> [EXERCISE BRIEF] Gather each line in the records below that contains the string "negative", treating uppercase and lowercase letters as distinct.

*** EXERCISE MATERIAL ***

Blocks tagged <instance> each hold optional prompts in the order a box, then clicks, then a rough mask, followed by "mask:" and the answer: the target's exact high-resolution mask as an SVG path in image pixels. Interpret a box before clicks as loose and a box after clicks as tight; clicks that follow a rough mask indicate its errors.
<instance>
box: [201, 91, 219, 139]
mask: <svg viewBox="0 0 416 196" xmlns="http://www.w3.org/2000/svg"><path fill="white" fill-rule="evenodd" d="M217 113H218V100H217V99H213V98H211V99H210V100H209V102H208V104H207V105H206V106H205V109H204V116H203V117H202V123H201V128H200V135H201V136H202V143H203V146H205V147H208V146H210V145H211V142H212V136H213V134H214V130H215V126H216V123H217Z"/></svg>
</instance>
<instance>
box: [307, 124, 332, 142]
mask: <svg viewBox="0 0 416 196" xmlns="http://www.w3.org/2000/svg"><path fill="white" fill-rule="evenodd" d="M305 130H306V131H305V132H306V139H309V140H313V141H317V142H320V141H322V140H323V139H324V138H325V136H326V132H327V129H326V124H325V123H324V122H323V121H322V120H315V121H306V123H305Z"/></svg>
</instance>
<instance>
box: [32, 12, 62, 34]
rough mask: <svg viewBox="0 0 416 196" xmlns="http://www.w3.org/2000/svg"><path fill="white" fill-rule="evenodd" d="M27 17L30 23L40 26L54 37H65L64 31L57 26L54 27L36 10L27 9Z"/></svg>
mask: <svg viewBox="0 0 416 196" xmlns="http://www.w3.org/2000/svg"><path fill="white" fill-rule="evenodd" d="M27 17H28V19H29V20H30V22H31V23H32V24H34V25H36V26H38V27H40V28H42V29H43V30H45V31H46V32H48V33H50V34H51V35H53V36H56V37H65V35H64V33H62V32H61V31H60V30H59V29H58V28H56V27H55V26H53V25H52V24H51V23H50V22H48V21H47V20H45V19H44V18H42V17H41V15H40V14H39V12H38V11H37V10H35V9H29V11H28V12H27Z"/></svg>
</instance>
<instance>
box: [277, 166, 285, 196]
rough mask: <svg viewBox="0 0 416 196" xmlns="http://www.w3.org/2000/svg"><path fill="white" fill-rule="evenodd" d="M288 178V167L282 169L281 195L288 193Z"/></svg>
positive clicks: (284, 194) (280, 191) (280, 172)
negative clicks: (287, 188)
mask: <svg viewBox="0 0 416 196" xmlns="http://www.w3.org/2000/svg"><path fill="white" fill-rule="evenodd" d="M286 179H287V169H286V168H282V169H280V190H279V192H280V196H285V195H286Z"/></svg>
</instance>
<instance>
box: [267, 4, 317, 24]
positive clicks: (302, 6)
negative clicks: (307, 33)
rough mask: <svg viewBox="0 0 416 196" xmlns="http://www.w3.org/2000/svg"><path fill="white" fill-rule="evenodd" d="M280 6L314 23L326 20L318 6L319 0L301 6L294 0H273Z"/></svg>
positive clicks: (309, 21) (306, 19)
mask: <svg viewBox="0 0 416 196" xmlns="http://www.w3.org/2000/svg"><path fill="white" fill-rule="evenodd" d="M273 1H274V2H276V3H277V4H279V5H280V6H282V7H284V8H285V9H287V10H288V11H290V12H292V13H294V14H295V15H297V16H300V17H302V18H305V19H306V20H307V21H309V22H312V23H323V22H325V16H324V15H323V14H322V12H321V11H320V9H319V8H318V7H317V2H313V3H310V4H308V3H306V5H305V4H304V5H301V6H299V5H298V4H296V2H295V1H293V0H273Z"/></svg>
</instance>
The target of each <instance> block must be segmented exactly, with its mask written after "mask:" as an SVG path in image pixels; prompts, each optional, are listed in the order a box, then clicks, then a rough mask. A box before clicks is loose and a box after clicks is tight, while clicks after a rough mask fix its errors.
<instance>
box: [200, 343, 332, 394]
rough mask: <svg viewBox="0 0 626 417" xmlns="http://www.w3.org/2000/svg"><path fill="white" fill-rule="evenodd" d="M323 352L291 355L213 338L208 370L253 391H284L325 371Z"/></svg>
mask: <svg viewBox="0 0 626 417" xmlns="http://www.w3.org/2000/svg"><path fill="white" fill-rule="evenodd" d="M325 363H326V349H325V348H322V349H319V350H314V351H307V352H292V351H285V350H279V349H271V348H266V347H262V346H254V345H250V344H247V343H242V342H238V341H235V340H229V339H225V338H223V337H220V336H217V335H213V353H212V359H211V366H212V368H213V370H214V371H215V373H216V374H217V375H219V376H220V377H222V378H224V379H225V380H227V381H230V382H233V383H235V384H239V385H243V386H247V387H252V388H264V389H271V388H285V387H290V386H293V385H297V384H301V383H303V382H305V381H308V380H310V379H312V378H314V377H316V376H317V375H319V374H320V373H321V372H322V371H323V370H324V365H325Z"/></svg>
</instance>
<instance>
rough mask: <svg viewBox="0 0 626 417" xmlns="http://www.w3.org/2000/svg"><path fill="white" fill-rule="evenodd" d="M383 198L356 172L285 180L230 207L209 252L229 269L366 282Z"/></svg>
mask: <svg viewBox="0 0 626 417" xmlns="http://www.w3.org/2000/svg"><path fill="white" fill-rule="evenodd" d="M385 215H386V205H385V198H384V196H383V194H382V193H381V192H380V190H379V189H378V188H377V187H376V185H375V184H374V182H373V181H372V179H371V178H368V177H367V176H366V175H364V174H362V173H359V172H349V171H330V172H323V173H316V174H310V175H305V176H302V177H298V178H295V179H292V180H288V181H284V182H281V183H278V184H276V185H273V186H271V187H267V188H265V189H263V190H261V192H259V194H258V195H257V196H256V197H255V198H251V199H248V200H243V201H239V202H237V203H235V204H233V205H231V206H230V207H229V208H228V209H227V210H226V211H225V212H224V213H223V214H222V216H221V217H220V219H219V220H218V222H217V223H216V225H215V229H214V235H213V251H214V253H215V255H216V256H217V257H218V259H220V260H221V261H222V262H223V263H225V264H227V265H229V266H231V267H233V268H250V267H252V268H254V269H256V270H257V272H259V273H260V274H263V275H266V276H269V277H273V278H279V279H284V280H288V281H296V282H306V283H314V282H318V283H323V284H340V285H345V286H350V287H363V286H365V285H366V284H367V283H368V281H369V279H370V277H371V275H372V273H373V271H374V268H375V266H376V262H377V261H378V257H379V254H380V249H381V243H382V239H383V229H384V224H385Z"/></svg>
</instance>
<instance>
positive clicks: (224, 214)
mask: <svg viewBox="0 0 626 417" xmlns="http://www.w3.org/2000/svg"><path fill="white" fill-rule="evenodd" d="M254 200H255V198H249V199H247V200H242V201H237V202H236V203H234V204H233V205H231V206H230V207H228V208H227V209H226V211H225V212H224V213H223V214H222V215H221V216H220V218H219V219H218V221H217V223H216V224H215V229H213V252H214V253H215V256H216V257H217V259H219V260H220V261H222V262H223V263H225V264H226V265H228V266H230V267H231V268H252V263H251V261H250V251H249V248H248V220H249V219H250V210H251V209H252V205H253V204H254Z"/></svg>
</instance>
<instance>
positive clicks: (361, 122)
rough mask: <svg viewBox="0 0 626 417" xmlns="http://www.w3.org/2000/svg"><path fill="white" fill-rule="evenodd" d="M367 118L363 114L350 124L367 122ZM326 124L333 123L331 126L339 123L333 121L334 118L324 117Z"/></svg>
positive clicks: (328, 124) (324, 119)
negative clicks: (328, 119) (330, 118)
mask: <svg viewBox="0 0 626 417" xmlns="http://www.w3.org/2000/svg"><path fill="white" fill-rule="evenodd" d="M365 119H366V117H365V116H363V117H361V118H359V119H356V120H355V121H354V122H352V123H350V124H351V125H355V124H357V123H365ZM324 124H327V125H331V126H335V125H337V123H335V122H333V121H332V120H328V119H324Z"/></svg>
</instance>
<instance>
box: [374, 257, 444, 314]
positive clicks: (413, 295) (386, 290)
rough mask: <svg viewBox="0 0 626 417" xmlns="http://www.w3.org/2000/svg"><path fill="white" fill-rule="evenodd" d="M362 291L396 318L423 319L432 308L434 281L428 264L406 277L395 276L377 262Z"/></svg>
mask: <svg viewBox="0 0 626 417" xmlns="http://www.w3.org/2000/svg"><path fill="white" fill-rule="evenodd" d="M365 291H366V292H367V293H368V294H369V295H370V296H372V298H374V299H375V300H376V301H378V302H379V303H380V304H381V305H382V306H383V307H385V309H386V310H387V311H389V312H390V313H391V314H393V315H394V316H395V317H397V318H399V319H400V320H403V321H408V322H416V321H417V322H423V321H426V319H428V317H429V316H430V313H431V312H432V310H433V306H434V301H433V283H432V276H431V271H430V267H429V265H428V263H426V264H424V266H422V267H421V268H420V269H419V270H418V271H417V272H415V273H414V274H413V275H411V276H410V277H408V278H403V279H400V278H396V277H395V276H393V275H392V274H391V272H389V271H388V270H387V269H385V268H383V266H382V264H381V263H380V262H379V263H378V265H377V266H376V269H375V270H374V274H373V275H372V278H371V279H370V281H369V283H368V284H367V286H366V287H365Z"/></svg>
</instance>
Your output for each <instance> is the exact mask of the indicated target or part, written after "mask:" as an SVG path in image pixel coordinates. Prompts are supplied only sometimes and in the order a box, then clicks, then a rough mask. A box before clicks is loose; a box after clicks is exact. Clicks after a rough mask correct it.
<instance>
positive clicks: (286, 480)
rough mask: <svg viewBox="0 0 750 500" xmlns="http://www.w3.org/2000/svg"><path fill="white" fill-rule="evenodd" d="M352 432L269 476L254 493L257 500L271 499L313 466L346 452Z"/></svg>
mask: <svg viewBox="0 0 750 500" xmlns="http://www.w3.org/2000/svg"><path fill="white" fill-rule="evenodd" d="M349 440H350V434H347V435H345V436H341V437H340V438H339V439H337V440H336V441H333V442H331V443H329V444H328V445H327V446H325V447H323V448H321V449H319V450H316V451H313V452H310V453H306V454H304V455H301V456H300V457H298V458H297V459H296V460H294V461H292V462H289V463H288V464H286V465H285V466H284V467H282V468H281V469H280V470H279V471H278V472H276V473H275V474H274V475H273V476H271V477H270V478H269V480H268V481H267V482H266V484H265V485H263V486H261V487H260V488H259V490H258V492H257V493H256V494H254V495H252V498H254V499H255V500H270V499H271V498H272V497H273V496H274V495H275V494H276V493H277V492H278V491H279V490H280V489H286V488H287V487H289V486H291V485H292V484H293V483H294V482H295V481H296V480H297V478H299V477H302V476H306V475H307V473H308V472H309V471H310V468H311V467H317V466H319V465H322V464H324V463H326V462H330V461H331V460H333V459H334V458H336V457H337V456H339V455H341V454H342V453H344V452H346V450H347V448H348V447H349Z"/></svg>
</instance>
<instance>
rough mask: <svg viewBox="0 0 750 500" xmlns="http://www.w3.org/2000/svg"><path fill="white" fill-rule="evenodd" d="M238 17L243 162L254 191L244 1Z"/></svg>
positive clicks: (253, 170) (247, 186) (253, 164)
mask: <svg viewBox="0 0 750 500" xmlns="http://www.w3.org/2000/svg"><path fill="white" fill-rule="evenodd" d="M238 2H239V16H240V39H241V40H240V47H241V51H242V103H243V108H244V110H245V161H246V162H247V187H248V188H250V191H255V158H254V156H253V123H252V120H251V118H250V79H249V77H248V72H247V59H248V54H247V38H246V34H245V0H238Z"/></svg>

*** End of EXERCISE MATERIAL ***

> [RESULT OF THIS TASK]
negative clicks: (287, 188)
negative clicks: (307, 33)
negative clicks: (328, 119) (330, 118)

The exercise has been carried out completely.